### Short task 1
From the thread on comparing two XML files in PHP, extract the passage starting at "Comparing 2 XML" and ending at "file and so on?".
### Short task 2
Answer these questions using the thread on comparing two XML files in PHP:
(a) Which two tools does the original poster name as doing the kind of comparison wanted?
(b) In the reply suggesting XPath, what should be compared after looping through the nodes?
(c) In the last reply, what format would the XML be converted into first?
### Short task 3
Continue the thread on comparing two XML files in PHP, starting right after its final sentence.

### Text
........
Comparing 2 XML Files using PHP - php

I want to compare 2 big xml files and retrieve the differences. Like ExamXML and DiffDog do. The solution I found was cycling through all child nodes of each file simultaneously and check if they are equal. But I have no idea how to achieve that... How can I loop through all child nodes and their properties? How can I check if the first element of the first file is equal to the first element of the second file, the second element of the first file is equal to the second element of the second file and so on?
Do yo have a better idea to compare 2 xml files?

I was looking for something to compare two XML like you, and I found this solution that works very well.
http://www.jevon.org/wiki/Comparing_Two_SimpleXML_Documents
I hope that helps to someone.

Have you looked at using XPath at all? Seems like an easy way to grab all of the child nodes. Then you'd be able to loop through the nodes and compare the attributes/textContent.

This might be a very alternative solution for you but this is how I would do it.
First, I'd try to get the format into something much more manageable like an array so I would convert the XML to an array.
........
### Supplied information
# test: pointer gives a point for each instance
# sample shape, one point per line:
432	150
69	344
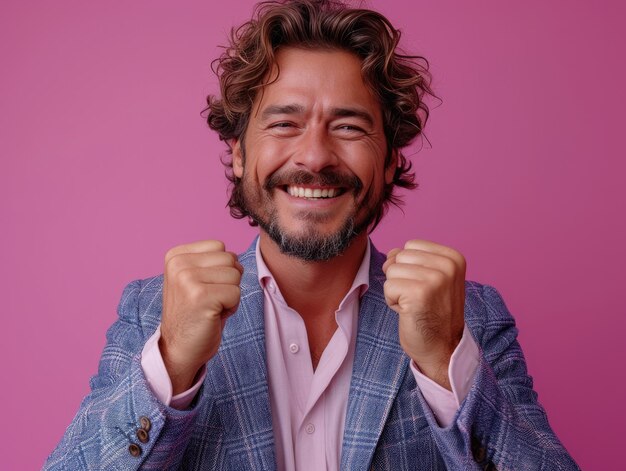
........
### Final result 1
Comparing 2 XML Files using PHP - php

I want to compare 2 big xml files and retrieve the differences. Like ExamXML and DiffDog do. The solution I found was cycling through all child nodes of each file simultaneously and check if they are equal. But I have no idea how to achieve that... How can I loop through all child nodes and their properties? How can I check if the first element of the first file is equal to the first element of the second file, the second element of the first file is equal to the second element of the second file and so on?

### Final result 2
(a) ExamXML and DiffDog
(b) The attributes/textContent
(c) An array

### Final result 3
http://www.bytemycode.com/snippets/snippet/445/
This is some simple code to do just that.
Then PHP has an array_diff() function that can show you the differences.
http://www.php.net/manual/en/function.array-diff.php
This may or may not work for you considering what you need to do with the differences but if you're looking to just identify and act upon them this might be a very quick solution to your problem.

Try the xmldiff extension
http://pecl.php.net/xmldiff
It's based on the same library as the perl module DifferenceMarkup, you'll get a diff XML document and can even merge then.

//Child by Child XML files comparison in PHP
//Returns an array of non matched children in variable &$reasons
$reasons = array();
$xml1 = new SimpleXMLElement(file_get_contents($xmlFile1));
$xml2 = new SimpleXMLElement(file_get_contents($xmlFile2));
$result = XMLFileComparison($xml1, $xml2, $reasons);
/**
* XMLFileComparison
* Discription :- This function compares XML files. Returns array
* of nodes do not match in pass by reference parameter
* #param $xml1 Object Node Object
* #param $xml2 Object Node Object
* #param &$reasons Array pass by reference
* returns array of nodes do not match
* #param $strict_comparison Bool default False
* #return bool <b>TRUE</b> on success or array of strings on failure.
*/
function XMLFileComparison(SimpleXMLElement $xml1, SimpleXMLElement $xml2, &$reasons, $strict_comparison = false)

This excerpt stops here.